▶ **To do**:
After locating the line with "so yeah i'm trying to get boxes around every out-of-focus" in the entries below, set down exactly that line and each one after it to the end, skipping pictures.

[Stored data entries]
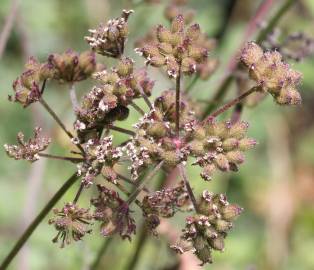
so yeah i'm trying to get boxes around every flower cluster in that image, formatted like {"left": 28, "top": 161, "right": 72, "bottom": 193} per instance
{"left": 124, "top": 90, "right": 194, "bottom": 179}
{"left": 10, "top": 57, "right": 54, "bottom": 107}
{"left": 171, "top": 191, "right": 243, "bottom": 265}
{"left": 142, "top": 181, "right": 191, "bottom": 233}
{"left": 49, "top": 203, "right": 92, "bottom": 248}
{"left": 187, "top": 118, "right": 257, "bottom": 181}
{"left": 4, "top": 127, "right": 51, "bottom": 162}
{"left": 136, "top": 14, "right": 209, "bottom": 78}
{"left": 75, "top": 57, "right": 154, "bottom": 141}
{"left": 77, "top": 136, "right": 123, "bottom": 186}
{"left": 91, "top": 185, "right": 136, "bottom": 240}
{"left": 85, "top": 10, "right": 133, "bottom": 58}
{"left": 241, "top": 42, "right": 302, "bottom": 105}
{"left": 4, "top": 3, "right": 305, "bottom": 268}
{"left": 48, "top": 49, "right": 97, "bottom": 83}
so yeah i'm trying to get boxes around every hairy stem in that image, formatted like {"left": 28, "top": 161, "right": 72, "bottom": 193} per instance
{"left": 175, "top": 65, "right": 181, "bottom": 136}
{"left": 0, "top": 172, "right": 80, "bottom": 269}
{"left": 208, "top": 86, "right": 258, "bottom": 119}
{"left": 126, "top": 161, "right": 164, "bottom": 205}
{"left": 38, "top": 153, "right": 84, "bottom": 163}
{"left": 178, "top": 164, "right": 198, "bottom": 212}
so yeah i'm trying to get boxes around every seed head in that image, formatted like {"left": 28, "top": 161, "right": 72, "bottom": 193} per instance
{"left": 241, "top": 42, "right": 302, "bottom": 105}
{"left": 4, "top": 127, "right": 51, "bottom": 162}
{"left": 49, "top": 203, "right": 92, "bottom": 248}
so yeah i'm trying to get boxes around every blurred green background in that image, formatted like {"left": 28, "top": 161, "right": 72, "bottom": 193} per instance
{"left": 1, "top": 0, "right": 314, "bottom": 269}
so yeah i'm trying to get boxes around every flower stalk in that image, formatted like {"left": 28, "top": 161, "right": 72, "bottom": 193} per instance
{"left": 0, "top": 172, "right": 80, "bottom": 269}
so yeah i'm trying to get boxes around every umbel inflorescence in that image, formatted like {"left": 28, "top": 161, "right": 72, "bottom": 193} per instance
{"left": 4, "top": 2, "right": 303, "bottom": 267}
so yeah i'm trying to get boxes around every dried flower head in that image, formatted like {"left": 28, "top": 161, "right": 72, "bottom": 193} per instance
{"left": 4, "top": 127, "right": 51, "bottom": 162}
{"left": 75, "top": 58, "right": 154, "bottom": 141}
{"left": 124, "top": 90, "right": 194, "bottom": 179}
{"left": 48, "top": 50, "right": 97, "bottom": 83}
{"left": 85, "top": 10, "right": 133, "bottom": 58}
{"left": 186, "top": 118, "right": 256, "bottom": 180}
{"left": 143, "top": 181, "right": 190, "bottom": 219}
{"left": 10, "top": 57, "right": 54, "bottom": 107}
{"left": 49, "top": 203, "right": 92, "bottom": 248}
{"left": 91, "top": 185, "right": 136, "bottom": 240}
{"left": 171, "top": 191, "right": 243, "bottom": 265}
{"left": 136, "top": 14, "right": 210, "bottom": 78}
{"left": 77, "top": 136, "right": 123, "bottom": 186}
{"left": 241, "top": 42, "right": 302, "bottom": 105}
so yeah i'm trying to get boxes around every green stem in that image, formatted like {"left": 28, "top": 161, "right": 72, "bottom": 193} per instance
{"left": 39, "top": 98, "right": 85, "bottom": 154}
{"left": 256, "top": 0, "right": 295, "bottom": 44}
{"left": 38, "top": 153, "right": 84, "bottom": 163}
{"left": 125, "top": 170, "right": 166, "bottom": 270}
{"left": 0, "top": 172, "right": 80, "bottom": 269}
{"left": 178, "top": 164, "right": 198, "bottom": 212}
{"left": 109, "top": 125, "right": 136, "bottom": 136}
{"left": 202, "top": 75, "right": 234, "bottom": 118}
{"left": 90, "top": 238, "right": 114, "bottom": 270}
{"left": 130, "top": 101, "right": 145, "bottom": 116}
{"left": 185, "top": 74, "right": 199, "bottom": 94}
{"left": 125, "top": 227, "right": 148, "bottom": 270}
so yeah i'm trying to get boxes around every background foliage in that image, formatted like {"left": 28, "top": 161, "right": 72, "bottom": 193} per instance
{"left": 0, "top": 0, "right": 314, "bottom": 269}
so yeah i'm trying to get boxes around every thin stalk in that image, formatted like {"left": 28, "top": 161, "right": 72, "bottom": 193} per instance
{"left": 116, "top": 173, "right": 135, "bottom": 185}
{"left": 38, "top": 153, "right": 84, "bottom": 163}
{"left": 0, "top": 172, "right": 80, "bottom": 269}
{"left": 178, "top": 164, "right": 198, "bottom": 212}
{"left": 185, "top": 74, "right": 199, "bottom": 94}
{"left": 138, "top": 88, "right": 153, "bottom": 110}
{"left": 115, "top": 182, "right": 142, "bottom": 207}
{"left": 90, "top": 238, "right": 113, "bottom": 270}
{"left": 175, "top": 65, "right": 181, "bottom": 136}
{"left": 126, "top": 161, "right": 164, "bottom": 205}
{"left": 117, "top": 173, "right": 151, "bottom": 192}
{"left": 108, "top": 125, "right": 135, "bottom": 136}
{"left": 39, "top": 98, "right": 85, "bottom": 154}
{"left": 73, "top": 183, "right": 84, "bottom": 204}
{"left": 130, "top": 101, "right": 145, "bottom": 116}
{"left": 202, "top": 0, "right": 295, "bottom": 118}
{"left": 256, "top": 0, "right": 295, "bottom": 44}
{"left": 208, "top": 86, "right": 258, "bottom": 119}
{"left": 0, "top": 0, "right": 19, "bottom": 58}
{"left": 125, "top": 170, "right": 166, "bottom": 270}
{"left": 126, "top": 227, "right": 148, "bottom": 270}
{"left": 202, "top": 75, "right": 234, "bottom": 118}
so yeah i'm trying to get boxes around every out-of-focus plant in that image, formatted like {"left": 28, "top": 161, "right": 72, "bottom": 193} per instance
{"left": 1, "top": 0, "right": 306, "bottom": 268}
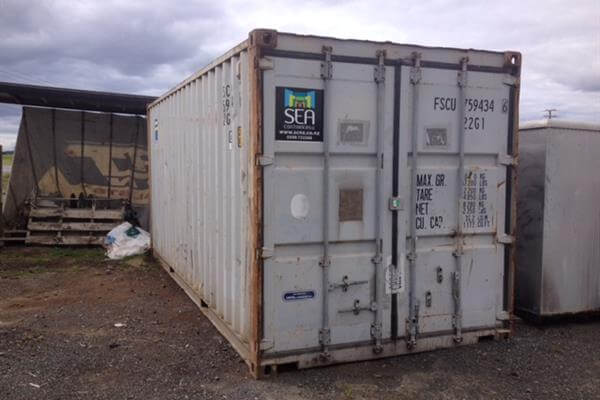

▶ **Written answer**:
so yeah i'm trying to get boxes around every out-of-focus plant in that image, formatted like {"left": 28, "top": 161, "right": 72, "bottom": 193} per instance
{"left": 1, "top": 0, "right": 306, "bottom": 268}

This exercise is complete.